**SUPPLIED MATERIAL:**
++++++

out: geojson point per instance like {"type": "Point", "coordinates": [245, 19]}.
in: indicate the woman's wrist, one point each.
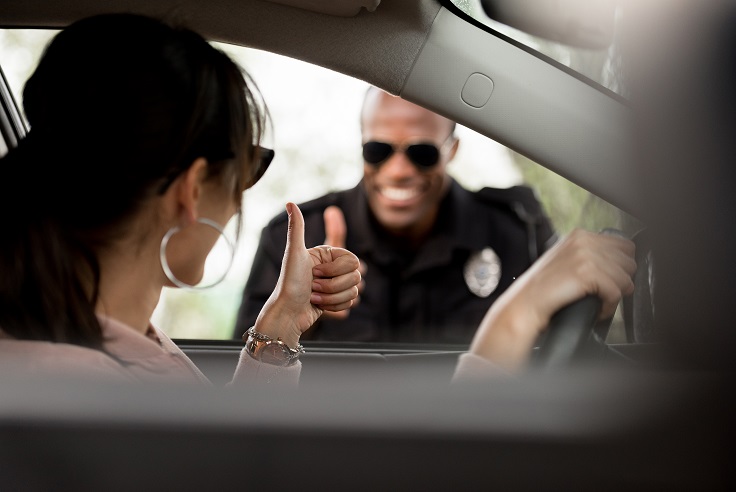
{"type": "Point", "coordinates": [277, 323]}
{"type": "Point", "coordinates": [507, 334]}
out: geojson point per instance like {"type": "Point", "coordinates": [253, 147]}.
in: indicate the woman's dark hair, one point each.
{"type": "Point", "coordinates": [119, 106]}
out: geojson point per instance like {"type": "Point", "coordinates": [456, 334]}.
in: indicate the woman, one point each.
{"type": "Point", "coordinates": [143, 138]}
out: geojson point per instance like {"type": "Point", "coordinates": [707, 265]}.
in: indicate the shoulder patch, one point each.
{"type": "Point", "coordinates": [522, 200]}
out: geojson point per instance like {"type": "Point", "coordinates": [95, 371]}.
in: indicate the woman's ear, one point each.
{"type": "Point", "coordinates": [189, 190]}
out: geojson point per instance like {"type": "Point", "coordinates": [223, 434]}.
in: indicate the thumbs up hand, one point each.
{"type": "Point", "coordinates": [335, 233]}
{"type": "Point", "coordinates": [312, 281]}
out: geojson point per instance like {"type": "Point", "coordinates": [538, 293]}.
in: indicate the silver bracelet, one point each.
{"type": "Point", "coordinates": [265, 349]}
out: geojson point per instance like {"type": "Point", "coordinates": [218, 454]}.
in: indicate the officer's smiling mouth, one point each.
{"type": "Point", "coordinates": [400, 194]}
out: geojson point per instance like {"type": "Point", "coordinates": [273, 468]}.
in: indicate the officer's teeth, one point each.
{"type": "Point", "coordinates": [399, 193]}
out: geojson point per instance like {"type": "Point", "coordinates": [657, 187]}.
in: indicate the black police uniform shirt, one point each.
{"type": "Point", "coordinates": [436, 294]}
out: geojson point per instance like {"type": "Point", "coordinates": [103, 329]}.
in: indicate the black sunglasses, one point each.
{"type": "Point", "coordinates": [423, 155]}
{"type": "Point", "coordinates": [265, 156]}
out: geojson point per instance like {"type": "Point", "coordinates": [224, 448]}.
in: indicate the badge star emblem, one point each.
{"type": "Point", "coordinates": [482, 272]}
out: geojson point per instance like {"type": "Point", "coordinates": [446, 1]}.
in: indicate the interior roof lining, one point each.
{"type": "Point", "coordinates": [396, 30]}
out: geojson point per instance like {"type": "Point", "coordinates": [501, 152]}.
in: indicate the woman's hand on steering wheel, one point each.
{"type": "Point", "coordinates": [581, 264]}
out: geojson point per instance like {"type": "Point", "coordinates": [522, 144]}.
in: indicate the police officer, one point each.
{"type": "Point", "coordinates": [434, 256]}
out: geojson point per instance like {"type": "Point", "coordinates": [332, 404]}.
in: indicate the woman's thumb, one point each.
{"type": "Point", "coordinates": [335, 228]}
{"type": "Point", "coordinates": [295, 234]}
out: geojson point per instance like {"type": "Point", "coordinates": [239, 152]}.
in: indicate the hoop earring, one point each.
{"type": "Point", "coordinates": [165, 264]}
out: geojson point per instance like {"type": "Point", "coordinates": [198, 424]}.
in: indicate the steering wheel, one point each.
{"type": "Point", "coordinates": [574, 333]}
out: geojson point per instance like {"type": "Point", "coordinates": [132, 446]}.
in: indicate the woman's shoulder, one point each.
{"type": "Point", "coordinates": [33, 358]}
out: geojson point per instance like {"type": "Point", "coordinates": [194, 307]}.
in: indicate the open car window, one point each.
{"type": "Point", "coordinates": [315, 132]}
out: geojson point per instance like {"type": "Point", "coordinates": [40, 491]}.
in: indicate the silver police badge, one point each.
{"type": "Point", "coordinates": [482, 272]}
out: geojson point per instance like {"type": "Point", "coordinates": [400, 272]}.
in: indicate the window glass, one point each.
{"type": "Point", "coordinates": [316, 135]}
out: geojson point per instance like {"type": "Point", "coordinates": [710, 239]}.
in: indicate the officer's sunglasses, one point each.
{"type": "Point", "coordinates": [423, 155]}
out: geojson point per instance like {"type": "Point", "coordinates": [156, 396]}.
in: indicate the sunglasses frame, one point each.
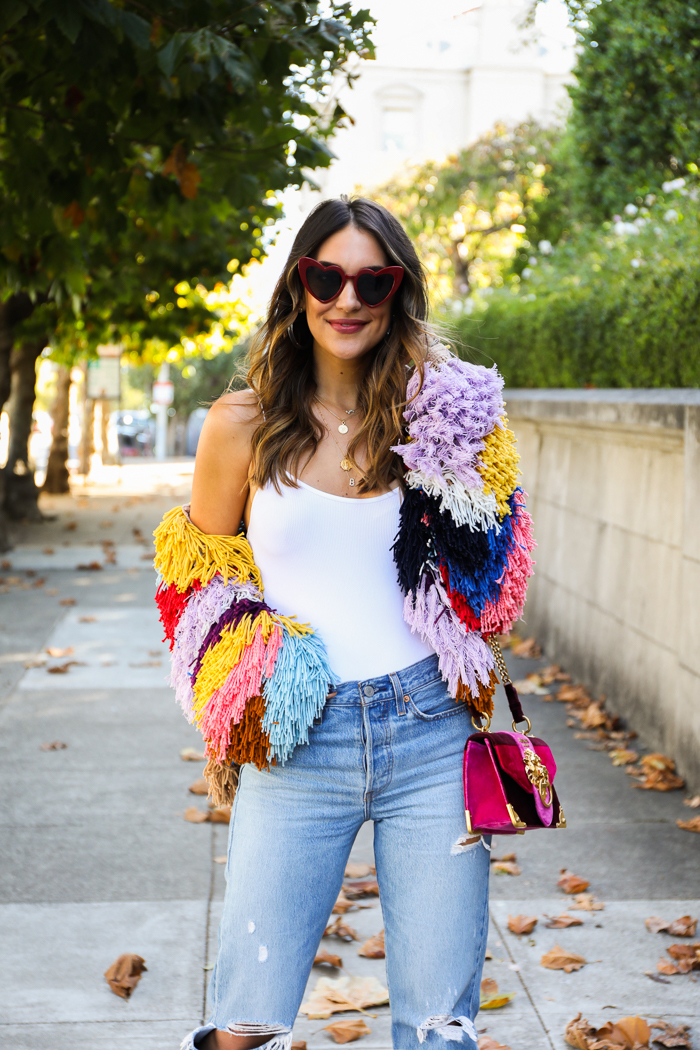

++++++

**YOUR INSTRUCTIONS:** For every record above, repeat the text exactly and omit any picture.

**ANSWER TO THIS PROBLEM:**
out: geojson point per instance like {"type": "Point", "coordinates": [245, 19]}.
in: indicate the woman's wrist, one point each.
{"type": "Point", "coordinates": [277, 323]}
{"type": "Point", "coordinates": [507, 334]}
out: geojson point per instance like {"type": "Point", "coordinates": [253, 147]}.
in: indicate the woman's dark hair, one point each.
{"type": "Point", "coordinates": [119, 106]}
out: geojson point per instance like {"type": "Point", "coordinates": [456, 334]}.
in: indicate the woman, one point each.
{"type": "Point", "coordinates": [143, 138]}
out: geojson point per instance like {"type": "Point", "coordinates": [707, 265]}.
in: indicate the shoulder patch, one point each.
{"type": "Point", "coordinates": [522, 200]}
out: geojson point per instance like {"type": "Point", "coordinates": [95, 371]}.
in: indicate the woman's ear, one point each.
{"type": "Point", "coordinates": [189, 190]}
out: geojson point per instance like {"type": "Point", "coordinates": [223, 434]}.
in: indicate the thumbs up hand, one point each.
{"type": "Point", "coordinates": [335, 233]}
{"type": "Point", "coordinates": [312, 281]}
out: geojson point per instance like {"type": "Point", "coordinates": [538, 293]}.
in: indicate the silver bracelet, one point each.
{"type": "Point", "coordinates": [265, 349]}
out: geojson point per instance like {"type": "Point", "coordinates": [218, 454]}.
in: indicate the officer's smiling mouth, one point each.
{"type": "Point", "coordinates": [400, 194]}
out: geojson point per instance like {"type": "Point", "coordinates": [273, 468]}.
in: indicate the officer's teeth, one point each.
{"type": "Point", "coordinates": [399, 193]}
out: geojson point per instance like {"type": "Point", "coordinates": [657, 187]}.
in: indicate the black police uniform shirt, one point each.
{"type": "Point", "coordinates": [436, 294]}
out: geojson point per instance like {"type": "Point", "coordinates": [103, 329]}.
in: indicate the black sunglasses, one point each.
{"type": "Point", "coordinates": [423, 155]}
{"type": "Point", "coordinates": [265, 156]}
out: geojson point per instance like {"type": "Point", "coordinates": [224, 448]}.
in: indicate the badge star emblem, one point each.
{"type": "Point", "coordinates": [482, 272]}
out: geojson point per instance like {"type": "Point", "coordinates": [446, 1]}.
in: indicate the interior roof lining, one point each.
{"type": "Point", "coordinates": [396, 30]}
out: geojson point per instance like {"type": "Point", "coordinates": [501, 152]}.
in: indicate the woman's hand on steering wheel, one point each.
{"type": "Point", "coordinates": [581, 264]}
out: geojson point per instance like {"type": "Point", "coordinates": [522, 144]}.
in: indicate the police officer, one point each.
{"type": "Point", "coordinates": [434, 256]}
out: geojson point per instance like {"type": "Point", "coordinates": [332, 404]}.
in: indicate the woman's thumb, one point each.
{"type": "Point", "coordinates": [335, 228]}
{"type": "Point", "coordinates": [295, 234]}
out: geojson point per instance like {"type": "Point", "coordinates": [239, 152]}.
in: indicate the hoop earring, one point each.
{"type": "Point", "coordinates": [165, 264]}
out: geojson point per instance like {"type": "Point", "coordinates": [198, 424]}.
in: indicate the steering wheel, one point each.
{"type": "Point", "coordinates": [574, 333]}
out: geojson point per instance like {"type": "Point", "coordinates": [132, 446]}.
in: indicate the woman's shoulder, one point each.
{"type": "Point", "coordinates": [33, 358]}
out: geojson point per instance like {"type": "Point", "coordinates": [194, 307]}.
in: indicate the open car window, one point each.
{"type": "Point", "coordinates": [315, 132]}
out: geojson point per instance like {"type": "Point", "coordinates": [40, 491]}.
in: indicate the silver police badge, one point each.
{"type": "Point", "coordinates": [482, 272]}
out: geojson point per instance like {"type": "Point", "coordinates": [400, 272]}.
in: indicate the window glass, one point each.
{"type": "Point", "coordinates": [316, 135]}
out: geojson point per instance like {"type": "Point", "coordinates": [710, 239]}.
in: indicate the officer's sunglasses, one point each.
{"type": "Point", "coordinates": [423, 155]}
out: geojson point per instance like {"type": "Point", "coordinates": [156, 396]}.
in: indicate the sunglasses frame, one point each.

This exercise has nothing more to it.